== Consegna A ==
Individua nei record tutte le righe in cui compare la parola "plastic" e ricopiale.

== Sezione del testo ==
◆ ◆ ◆ ◆
Più delicato è invece il discorso in relazione all'indennità dì mancato godimento delle ferie. Occorre innanzi tutto evidenziare come tutti i lavoratori siano stati collocati in quiescenza nel dicembre 1998 (G.A., A.M. e L.G. dal 1° dicembre 1998, D.G. e A.S. dal 31 dicembre 1998: così a pg. 2 del ricorso, senza avversaria contestazione), sicché essi hanno ricevuto, in quanto dipendenti delle F., fino al 31 dicembre 1995 l'indennità di buonuscita in base alla l. 829/1973 e dal 1° gennaio 1996 alla fine del rapporto il T.f.r. in base alla l. 297/1982, in virtù dell’art. 13 d.l. 98/1995 conv. in l. 204/1995 (Cass. 20 marzo 2013, n. 6977).

Ora, per il primo periodo la questione neppure si pone, nella vigenza dell’art. 14 l. 829/1973 e dell’art. 76 CCNL 1987 (trascritto a pg. 4 del ricorso), di rimando alle disposizioni della prima, individuanti il tassativo elenco delle voci incluse nella base di calcolo dell’indennità di buonuscita erogata dall’O.p.a.f.s., tra le quali non è compresa l’indennità di mancato godimento delle ferie.

Ma essa nemmeno può essere inclusa nel T.f.r., ancorché dipendente dal rapporto di lavoro e tuttavia non indicata nell’elenco di voci della base di computo del T.f.r. dagli accordi collettivi nazionali 1 febbraio 1996 e 24 settembre 1996 sopra citati.

Il primo, dopo avere in particolare previsto l’applicabilità dal 1° gennaio 1996 al personale delle F. dei Tf.r. così come previsto dall'art. 2120 c.c., nel testo sostituito dall’art. 1 l. 297/1982, stabilisce al p.to 2): "A far tempo dal 1.1.1996 agli effetti del primo comma, secondo periodo e del secondo comma dell’art. 2120 c.c. si considera la retribuzione dovuta e corrisposta in ciascun anno in base all’ordinamento contabile della società. Tale retribuzione, ai sensi del secondo comma dell’art. 2120 c.c. ed in base alle norme del CCNL 1990/1992 e del successivo CCNL, è composta dagli elementi retributivi riportati nell’allegato 1) scaturenti dagli accordi vigenti". E tale allegato, integralmente trascritto (a pgg- 7 e 8 del ricorso), non annovera, nel pur analitico elenco delle ‘'Competenze per TFR", l’indennità di mancato godimento delle ferie. E parimenti il successivo accordo 24 settembre 1996 (come illustrato a pg. 9 del ricorso). E la circostanza è apertamente ammessa dai controricorrenti (a pg, 3 del controricorso), anche se diversamente interpretata.

Come noto, I’art. 2120, secondo comma c.c. disciplina il T.f.r. secondo il principio di omnicomprensività della retribuzione, nel senso della computabilità in esso di ogni compenso di natura retributiva della prestazione di lavoro, salvo che avvenga a titolo occasionale o di rimborso spese. La previsione è tuttavia derogabile, secondo l'incipit della disposizione: "Salvo diversa previsione dei contratti collettivi".
◆ ◆ ◆ ◆
== Materiale fornito ==
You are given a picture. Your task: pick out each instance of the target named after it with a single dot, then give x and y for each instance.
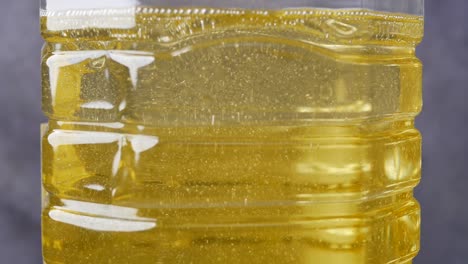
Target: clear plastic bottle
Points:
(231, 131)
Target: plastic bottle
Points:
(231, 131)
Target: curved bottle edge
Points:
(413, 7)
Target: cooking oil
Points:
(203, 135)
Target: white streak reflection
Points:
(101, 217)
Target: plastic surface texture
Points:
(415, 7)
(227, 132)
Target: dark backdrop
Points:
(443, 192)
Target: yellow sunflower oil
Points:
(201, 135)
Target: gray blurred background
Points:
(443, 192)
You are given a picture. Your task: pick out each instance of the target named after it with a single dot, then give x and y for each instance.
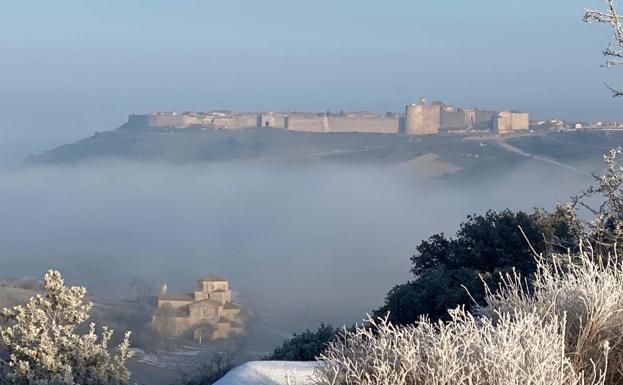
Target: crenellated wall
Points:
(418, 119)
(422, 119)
◆ ◆ ◆ ◆
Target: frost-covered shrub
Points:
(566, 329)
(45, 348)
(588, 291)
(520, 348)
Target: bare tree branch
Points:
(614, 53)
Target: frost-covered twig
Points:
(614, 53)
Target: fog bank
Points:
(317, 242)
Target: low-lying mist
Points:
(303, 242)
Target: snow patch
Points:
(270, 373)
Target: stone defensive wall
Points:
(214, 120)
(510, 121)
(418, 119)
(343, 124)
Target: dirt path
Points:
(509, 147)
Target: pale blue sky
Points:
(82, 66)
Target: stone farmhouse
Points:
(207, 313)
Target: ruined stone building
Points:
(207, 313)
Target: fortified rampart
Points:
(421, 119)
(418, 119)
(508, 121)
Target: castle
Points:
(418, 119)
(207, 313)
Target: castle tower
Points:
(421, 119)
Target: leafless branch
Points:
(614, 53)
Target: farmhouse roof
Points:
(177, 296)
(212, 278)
◆ ◆ ◆ ◆
== Consegna B ==
Quali articoli di legge, di contratto o di codice cita il brano sull'indennità per ferie non godute? Riporta ciascuno una sola volta, insieme all'atto a cui appartiene.

== Risultato A ==
Target: clear plastic bottle
Target: plastic bottle
Target: plastic surface texture

== Risultato B ==
- art. 13 d.l. 98/1995
- art. 14 l. 829/1973
- art. 76 CCNL 1987
- art. 2120 c.c.
- art. 1 l. 297/1982